[Excerpt from a dataset]
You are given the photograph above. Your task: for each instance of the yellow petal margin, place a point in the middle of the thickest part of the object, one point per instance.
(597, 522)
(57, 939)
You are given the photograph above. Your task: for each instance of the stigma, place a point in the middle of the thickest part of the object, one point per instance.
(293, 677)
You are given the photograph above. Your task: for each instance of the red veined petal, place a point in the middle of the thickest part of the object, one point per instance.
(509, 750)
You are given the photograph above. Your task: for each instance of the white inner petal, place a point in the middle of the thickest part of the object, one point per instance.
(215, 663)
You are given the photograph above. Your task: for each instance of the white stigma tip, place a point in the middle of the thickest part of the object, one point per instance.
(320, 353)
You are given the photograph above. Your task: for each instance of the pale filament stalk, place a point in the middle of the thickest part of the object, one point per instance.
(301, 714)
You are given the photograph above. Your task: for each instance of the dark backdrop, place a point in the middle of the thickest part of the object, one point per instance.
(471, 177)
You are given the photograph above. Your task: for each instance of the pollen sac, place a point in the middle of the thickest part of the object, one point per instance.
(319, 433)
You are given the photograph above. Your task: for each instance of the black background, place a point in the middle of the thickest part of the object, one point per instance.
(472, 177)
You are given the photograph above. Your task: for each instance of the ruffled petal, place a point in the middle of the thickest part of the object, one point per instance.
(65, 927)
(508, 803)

**Aim:** Write out the listing again from the line containing "the stigma, place" through the end, keeping every line and adding 102 to each coordinate number while leaving all other text unchanged.

**Response to this task:**
You are given the photograph above. Your task: for each instance of the stigma, place a point in the middle of the thickest part of the object, one point per instance.
(395, 779)
You are given the photograph above. Your task: for each instance of the red veined petal, place a point in the middle of the thickest part of the object, one point per instance.
(611, 852)
You are given the photograph above. Your task: for each instance of the white inner petal, place a point in the middle of the thickest part of the object, one point per instance.
(317, 765)
You are given the photograph above. Your task: for each instance of the white stigma tip, place a point in the middle of the thickest part of the object, one point per instance.
(422, 455)
You are given the photograph above. Your task: for each instance of the pale filament stalk, place a point in the middle of the thickest part of the object, one point per instance.
(403, 816)
You are given the photograph above. Your task: for each instance of the dark backdrop, place a point in the middle of the thickest part of the object, one point per instance.
(573, 279)
You are given the photograph above. Your task: for each instance of the pollen sac, place a point in the middle of the thickest part of the object, one point per instance.
(421, 535)
You are given the photograph above. Your task: for each instance of the black background, place a point in the middle of the thickest part of the object, one point per instance.
(574, 279)
You are given the photograph above. Your task: for each instance of the ruffled petal, place a point in the middle of the thickest part of the object, one point per instance.
(167, 1029)
(610, 905)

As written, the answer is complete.